Phase transitions of liquid water at nanoscale

The behaviour of fluids confined within nanometric pores significantly differs from that of the bulk. The effect of confinement, surface forces, and reduced dimension is to shift the phase transitions of the confined fluid (condensation, freezing and crystallisation). By postponing or avoiding the inconvenient crystallization process it is often suggested that confinement allows a deeper penetration into the supercooled regime and helps in the understanding the glass formation; in the case of water, confinement might helps to extend the liquid state into the so-called ``no-man's land.'' However below confining conditions of about 10$\sigma$, $\sigma$ being the size of the molecule, water or van der Waals liquids are strongly perturbed by the presence of a surface. Thus a question always remains whether the confined liquid, water or any other fluid, is an extension of the ``bulk'' supercooled regime or refers to specific behavior controlled by external parameters such as the size and the surface interactions imposed to the system. Despite the obvious fundamental interest in understanding bulk water, this situation corresponds to most of the cases in biological and geological systems and deserves particular attention per se. However a prerequisite is to understand and quantify how pores are filled and how much; so we studied the processes of entrance and saturation to a pore (adsorption, imbibition and intrusion) in connection with the structure and the local dynamics of liquid water. Then, we will present new experimental results on the thermodynamic, structural and vibrational properties of water confined within nanometric pores (size of a few molecular diameters).

▸ PROVIDED DATA
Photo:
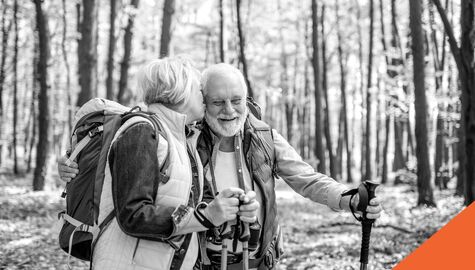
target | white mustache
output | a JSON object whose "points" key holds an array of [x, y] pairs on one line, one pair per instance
{"points": [[227, 117]]}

▸ TASK TO CARRY OUT
Transcribe the passage on phase transitions of liquid water at the nanoscale in full, with no alterations. The listing was taken from a separate source unrelated to the passage.

▸ RESPONSE TO THE TASK
Phase transitions of liquid water at nanoscale

The behaviour of fluids confined within nanometric pores significantly differs from that of the bulk. The effect of confinement, surface forces, and reduced dimension is to shift the phase transitions of the confined fluid (condensation, freezing and crystallisation). By postponing or avoiding the inconvenient crystallization process it is often suggested that confinement allows a deeper penetration into the supercooled regime and helps in the understanding the glass formation; in the case of water, confinement might helps to extend the liquid state into the so-called ``no-man's land.'' However below confining conditions of about 10$\sigma$, $\sigma$ being the size of the molecule, water or van der Waals liquids are strongly perturbed by the presence of a surface. Thus a question always remains whether the confined liquid, water or any other fluid, is an extension of the ``bulk'' supercooled regime or refers to specific behavior controlled by external parameters such as the size and the surface interactions imposed to the system. Despite the obvious fundamental interest in understanding bulk water, this situation corresponds to most of the cases in biological and geological systems and deserves particular attention per se. However a prerequisite is to understand and quantify how pores are filled and how much; so we studied the processes of entrance and saturation to a pore (adsorption, imbibition and intrusion) in connection with the structure and the local dynamics of liquid water. Then, we will present new experimental results on the thermodynamic, structural and vibrational properties of water confined within nanometric pores (size of a few molecular diameters).